_Material for the task:_
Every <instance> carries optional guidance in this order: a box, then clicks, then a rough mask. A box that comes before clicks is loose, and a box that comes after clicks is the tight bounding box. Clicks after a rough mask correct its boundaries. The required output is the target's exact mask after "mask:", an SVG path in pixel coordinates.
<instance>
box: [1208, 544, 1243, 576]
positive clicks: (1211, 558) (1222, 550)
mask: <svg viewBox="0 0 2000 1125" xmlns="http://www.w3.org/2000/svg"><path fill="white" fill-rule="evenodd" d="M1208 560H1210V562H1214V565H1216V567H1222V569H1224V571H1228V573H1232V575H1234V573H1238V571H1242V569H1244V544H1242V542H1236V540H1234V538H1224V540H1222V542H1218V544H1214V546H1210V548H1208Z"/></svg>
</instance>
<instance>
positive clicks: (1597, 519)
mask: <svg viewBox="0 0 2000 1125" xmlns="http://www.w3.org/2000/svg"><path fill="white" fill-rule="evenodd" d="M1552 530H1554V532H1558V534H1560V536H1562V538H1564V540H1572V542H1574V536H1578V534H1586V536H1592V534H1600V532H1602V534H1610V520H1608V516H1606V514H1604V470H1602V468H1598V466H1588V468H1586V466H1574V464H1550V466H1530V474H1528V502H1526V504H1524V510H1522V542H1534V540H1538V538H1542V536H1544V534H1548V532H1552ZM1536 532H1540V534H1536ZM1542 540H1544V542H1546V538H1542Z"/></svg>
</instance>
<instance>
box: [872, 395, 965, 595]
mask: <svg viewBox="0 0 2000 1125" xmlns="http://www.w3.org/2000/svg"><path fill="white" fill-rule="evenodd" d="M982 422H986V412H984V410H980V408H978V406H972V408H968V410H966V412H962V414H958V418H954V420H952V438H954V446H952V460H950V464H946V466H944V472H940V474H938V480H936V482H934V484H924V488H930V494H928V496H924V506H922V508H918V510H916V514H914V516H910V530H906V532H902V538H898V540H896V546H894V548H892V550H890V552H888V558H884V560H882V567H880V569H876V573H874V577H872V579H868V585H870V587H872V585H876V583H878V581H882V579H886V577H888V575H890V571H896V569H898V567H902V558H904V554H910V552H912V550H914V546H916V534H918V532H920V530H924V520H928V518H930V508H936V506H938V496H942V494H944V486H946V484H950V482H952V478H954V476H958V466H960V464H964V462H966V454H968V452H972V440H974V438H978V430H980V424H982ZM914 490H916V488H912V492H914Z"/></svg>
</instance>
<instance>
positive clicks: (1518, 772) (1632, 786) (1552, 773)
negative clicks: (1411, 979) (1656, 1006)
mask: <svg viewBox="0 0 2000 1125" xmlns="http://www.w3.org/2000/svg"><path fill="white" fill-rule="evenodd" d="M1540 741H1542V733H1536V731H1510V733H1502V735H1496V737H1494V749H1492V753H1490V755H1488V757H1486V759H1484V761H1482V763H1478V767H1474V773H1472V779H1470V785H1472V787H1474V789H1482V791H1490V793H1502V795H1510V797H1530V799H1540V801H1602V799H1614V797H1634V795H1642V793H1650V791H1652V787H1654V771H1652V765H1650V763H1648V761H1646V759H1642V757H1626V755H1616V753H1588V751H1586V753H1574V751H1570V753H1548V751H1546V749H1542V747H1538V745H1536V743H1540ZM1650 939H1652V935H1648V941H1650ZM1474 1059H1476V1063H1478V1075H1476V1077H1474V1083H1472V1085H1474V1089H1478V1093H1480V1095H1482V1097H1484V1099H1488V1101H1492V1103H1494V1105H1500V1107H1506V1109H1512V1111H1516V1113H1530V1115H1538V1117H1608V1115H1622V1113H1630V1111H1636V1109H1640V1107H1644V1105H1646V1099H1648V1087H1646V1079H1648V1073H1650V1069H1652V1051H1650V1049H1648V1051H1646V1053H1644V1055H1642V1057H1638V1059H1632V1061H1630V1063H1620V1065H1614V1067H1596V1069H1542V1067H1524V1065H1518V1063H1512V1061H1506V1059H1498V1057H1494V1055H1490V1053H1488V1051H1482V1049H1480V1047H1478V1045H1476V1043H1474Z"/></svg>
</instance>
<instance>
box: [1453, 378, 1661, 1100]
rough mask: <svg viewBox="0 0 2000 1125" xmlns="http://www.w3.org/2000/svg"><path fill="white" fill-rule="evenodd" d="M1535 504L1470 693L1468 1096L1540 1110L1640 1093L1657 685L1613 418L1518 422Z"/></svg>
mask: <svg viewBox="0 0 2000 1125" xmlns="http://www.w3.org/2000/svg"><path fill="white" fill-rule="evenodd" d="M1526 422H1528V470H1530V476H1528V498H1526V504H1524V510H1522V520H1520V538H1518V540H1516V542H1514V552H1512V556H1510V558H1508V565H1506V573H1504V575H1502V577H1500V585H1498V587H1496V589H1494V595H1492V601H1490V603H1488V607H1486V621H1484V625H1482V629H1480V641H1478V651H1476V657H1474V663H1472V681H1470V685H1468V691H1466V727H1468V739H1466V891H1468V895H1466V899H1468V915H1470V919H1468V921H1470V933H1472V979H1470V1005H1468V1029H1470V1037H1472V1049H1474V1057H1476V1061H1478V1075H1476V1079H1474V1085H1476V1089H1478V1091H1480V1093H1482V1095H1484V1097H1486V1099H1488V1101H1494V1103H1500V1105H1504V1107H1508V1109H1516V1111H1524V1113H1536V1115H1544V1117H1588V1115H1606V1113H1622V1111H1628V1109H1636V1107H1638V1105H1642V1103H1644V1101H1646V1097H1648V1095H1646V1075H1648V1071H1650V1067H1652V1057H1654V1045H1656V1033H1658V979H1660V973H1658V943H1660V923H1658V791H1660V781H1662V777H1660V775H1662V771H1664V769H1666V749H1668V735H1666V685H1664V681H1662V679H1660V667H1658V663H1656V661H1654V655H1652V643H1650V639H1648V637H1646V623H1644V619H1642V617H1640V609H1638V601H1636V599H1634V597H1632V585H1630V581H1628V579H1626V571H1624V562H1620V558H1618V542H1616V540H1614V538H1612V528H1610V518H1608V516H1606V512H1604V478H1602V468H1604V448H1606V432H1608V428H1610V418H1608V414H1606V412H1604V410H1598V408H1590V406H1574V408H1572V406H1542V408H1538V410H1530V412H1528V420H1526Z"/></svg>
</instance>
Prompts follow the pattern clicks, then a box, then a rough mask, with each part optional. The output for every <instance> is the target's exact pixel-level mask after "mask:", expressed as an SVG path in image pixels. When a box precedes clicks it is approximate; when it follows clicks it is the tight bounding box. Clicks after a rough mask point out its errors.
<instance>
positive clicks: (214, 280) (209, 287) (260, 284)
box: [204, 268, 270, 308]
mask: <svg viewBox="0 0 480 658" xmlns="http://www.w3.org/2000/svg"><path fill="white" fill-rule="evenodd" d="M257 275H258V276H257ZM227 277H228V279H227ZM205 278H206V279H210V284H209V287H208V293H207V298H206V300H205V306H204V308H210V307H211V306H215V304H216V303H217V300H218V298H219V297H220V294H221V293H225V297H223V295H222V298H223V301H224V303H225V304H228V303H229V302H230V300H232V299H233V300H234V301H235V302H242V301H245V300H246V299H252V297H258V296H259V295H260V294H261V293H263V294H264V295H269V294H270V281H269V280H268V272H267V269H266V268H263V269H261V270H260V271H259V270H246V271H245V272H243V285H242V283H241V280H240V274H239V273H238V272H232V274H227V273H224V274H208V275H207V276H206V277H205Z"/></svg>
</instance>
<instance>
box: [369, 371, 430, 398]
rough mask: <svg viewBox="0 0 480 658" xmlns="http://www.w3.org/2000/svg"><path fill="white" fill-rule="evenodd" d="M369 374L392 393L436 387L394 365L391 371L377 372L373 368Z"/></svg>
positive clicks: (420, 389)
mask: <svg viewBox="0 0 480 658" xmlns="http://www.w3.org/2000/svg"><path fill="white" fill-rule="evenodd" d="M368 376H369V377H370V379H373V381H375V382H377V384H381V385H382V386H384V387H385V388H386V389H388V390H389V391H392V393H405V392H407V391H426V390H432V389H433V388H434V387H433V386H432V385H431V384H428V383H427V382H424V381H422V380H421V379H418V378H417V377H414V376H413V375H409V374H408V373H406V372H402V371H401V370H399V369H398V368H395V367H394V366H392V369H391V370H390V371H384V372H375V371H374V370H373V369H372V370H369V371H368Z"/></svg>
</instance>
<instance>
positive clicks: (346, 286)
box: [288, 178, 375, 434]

_Required work:_ Reproduce the items verbatim from their first line through the line containing "positive clicks: (1211, 558) (1222, 550)", with both boundary lines included.

_Output of the exercise:_
Every <instance> carries optional guidance in this order: a box, then clicks, then a rough mask. A box that comes before clicks is loose, and a box that comes after clicks is the tight bounding box. Clicks after a rough mask correct its boundaries. The required output is the target's exact mask after "mask:", an SVG path in pixel coordinates.
<instance>
box: [1208, 544, 1243, 576]
positive clicks: (1211, 558) (1222, 550)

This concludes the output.